#### DATASET RECORDS
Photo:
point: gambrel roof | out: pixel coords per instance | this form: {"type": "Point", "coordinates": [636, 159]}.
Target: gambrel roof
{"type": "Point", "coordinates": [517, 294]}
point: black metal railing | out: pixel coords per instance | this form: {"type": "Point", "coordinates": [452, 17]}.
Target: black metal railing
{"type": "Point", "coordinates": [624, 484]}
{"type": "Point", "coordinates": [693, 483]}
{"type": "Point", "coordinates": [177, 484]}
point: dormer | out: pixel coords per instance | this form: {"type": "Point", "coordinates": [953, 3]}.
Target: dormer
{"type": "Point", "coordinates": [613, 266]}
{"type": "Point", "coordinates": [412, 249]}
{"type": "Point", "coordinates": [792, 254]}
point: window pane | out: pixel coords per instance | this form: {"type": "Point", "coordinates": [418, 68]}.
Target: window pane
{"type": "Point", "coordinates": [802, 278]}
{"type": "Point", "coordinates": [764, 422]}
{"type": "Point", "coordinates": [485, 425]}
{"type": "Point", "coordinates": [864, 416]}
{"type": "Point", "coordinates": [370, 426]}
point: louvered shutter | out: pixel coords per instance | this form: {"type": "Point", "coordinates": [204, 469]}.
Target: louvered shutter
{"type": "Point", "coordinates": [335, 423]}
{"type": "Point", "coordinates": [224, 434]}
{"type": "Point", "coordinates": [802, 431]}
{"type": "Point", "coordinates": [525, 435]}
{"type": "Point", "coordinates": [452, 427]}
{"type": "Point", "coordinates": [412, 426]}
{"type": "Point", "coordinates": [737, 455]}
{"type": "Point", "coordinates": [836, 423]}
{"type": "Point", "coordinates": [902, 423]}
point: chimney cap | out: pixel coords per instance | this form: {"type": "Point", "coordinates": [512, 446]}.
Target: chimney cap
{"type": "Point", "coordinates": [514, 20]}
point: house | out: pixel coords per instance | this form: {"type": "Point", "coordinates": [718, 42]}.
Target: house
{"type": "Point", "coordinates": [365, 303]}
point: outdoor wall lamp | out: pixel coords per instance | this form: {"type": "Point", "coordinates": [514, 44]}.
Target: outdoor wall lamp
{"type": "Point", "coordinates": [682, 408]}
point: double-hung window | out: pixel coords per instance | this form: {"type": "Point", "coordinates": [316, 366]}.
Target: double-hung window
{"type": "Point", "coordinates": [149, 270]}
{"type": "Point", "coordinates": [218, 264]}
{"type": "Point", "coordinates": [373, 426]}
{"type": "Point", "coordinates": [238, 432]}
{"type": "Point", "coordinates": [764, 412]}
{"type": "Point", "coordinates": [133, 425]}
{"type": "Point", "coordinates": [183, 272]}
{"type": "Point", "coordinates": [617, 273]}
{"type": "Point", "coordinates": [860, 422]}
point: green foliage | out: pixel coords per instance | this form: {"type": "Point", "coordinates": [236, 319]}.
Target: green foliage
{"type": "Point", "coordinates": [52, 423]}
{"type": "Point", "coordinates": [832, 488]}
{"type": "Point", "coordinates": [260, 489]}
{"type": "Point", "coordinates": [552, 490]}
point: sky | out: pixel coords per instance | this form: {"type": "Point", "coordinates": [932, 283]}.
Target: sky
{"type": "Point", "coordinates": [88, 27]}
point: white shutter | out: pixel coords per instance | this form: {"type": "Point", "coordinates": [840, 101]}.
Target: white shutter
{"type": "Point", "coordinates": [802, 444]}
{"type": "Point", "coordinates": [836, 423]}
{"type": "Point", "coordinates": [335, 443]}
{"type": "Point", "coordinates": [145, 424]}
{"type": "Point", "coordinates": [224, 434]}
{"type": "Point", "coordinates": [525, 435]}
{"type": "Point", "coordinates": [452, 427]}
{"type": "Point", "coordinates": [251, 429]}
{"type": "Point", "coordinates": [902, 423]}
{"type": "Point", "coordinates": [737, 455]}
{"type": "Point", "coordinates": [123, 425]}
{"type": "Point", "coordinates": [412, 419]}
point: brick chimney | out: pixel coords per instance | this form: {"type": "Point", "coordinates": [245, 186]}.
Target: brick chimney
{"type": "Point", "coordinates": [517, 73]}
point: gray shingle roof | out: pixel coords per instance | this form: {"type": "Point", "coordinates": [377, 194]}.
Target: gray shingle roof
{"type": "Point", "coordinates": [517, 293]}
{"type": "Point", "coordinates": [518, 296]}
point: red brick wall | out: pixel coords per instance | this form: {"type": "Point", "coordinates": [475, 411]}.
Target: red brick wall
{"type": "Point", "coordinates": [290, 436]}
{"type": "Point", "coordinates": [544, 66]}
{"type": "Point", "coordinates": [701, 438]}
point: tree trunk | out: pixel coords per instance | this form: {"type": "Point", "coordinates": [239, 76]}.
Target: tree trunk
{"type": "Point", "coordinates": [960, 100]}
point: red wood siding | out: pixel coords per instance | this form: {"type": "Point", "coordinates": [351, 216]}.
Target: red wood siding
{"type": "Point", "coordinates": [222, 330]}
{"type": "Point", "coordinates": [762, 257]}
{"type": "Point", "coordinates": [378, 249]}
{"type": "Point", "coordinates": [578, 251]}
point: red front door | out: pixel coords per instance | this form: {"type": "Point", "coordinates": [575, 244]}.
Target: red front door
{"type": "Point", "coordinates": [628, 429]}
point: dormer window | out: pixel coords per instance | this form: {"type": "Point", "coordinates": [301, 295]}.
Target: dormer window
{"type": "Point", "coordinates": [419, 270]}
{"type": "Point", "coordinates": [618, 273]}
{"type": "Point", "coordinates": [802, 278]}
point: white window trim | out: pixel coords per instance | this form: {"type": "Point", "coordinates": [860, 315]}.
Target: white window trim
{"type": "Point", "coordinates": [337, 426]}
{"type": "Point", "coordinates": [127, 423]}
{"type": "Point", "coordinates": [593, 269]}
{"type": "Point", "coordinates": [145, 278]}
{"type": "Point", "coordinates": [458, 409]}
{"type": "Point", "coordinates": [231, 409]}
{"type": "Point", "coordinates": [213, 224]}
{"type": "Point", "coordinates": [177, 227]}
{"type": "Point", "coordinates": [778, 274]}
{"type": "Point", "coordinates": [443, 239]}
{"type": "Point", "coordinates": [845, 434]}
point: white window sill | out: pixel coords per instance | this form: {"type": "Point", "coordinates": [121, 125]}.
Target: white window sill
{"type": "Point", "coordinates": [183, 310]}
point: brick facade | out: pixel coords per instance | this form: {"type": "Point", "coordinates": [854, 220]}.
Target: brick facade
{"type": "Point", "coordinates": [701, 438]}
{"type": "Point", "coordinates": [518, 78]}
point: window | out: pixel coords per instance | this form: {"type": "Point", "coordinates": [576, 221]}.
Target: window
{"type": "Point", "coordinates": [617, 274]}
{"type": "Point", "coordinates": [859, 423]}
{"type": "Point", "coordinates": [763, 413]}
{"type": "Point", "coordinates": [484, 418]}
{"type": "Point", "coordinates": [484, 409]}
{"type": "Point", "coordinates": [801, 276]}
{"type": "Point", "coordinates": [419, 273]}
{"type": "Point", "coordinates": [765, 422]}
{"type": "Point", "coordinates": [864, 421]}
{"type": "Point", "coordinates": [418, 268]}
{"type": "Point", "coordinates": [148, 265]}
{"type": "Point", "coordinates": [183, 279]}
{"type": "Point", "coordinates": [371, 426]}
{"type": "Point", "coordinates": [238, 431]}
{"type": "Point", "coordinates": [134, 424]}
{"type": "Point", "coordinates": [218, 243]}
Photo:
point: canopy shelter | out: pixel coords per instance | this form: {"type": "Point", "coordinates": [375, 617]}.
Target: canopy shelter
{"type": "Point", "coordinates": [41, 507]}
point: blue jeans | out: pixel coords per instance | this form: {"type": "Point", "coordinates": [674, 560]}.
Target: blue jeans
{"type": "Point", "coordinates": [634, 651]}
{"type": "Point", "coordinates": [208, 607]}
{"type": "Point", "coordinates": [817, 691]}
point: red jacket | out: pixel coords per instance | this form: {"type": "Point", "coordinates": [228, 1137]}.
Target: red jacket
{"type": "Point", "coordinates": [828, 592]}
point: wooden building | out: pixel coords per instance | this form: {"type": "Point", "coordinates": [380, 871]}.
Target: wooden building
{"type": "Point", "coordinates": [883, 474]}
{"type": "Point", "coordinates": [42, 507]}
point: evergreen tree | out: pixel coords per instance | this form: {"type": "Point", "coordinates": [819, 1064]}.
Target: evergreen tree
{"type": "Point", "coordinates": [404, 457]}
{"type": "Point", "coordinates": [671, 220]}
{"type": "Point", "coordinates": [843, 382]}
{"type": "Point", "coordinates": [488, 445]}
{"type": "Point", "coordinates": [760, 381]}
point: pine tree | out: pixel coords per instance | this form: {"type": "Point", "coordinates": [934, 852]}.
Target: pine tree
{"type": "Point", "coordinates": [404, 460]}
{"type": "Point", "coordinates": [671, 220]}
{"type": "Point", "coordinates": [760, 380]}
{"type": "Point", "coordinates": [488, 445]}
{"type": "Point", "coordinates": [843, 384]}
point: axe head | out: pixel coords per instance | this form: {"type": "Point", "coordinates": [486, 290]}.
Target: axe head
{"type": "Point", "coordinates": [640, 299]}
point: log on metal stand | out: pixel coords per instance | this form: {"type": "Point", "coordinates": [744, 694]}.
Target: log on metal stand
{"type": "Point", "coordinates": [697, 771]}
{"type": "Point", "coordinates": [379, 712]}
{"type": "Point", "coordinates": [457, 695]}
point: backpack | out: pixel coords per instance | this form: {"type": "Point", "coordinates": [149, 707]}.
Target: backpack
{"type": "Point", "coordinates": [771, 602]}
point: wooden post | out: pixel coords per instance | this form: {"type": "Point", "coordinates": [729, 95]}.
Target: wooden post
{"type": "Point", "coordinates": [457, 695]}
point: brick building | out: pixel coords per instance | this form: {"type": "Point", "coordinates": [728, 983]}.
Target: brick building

#### WORK REQUIRED
Starting with the line that contains "point: pine tree", output every line through the end of the listing above, unchanged.

#### ANSWER
point: pine tree | out: pixel coords per instance | this form: {"type": "Point", "coordinates": [934, 852]}.
Target: pine tree
{"type": "Point", "coordinates": [404, 460]}
{"type": "Point", "coordinates": [671, 220]}
{"type": "Point", "coordinates": [760, 380]}
{"type": "Point", "coordinates": [488, 445]}
{"type": "Point", "coordinates": [843, 384]}
point: axe head | out: pixel coords per instance | this form: {"type": "Point", "coordinates": [486, 290]}.
Target: axe head
{"type": "Point", "coordinates": [640, 299]}
point: log on metal stand | out: pixel coords per instance | this form: {"type": "Point", "coordinates": [744, 694]}.
Target: log on metal stand
{"type": "Point", "coordinates": [697, 771]}
{"type": "Point", "coordinates": [379, 712]}
{"type": "Point", "coordinates": [457, 695]}
point: backpack | out: pixel coords per instance | this form: {"type": "Point", "coordinates": [149, 707]}.
Target: backpack
{"type": "Point", "coordinates": [771, 602]}
point: wooden post | out: pixel coords per instance | this form: {"type": "Point", "coordinates": [729, 95]}.
Target: wooden post
{"type": "Point", "coordinates": [457, 695]}
point: brick building | out: pixel coords per instance | this form: {"type": "Point", "coordinates": [728, 983]}.
Target: brick building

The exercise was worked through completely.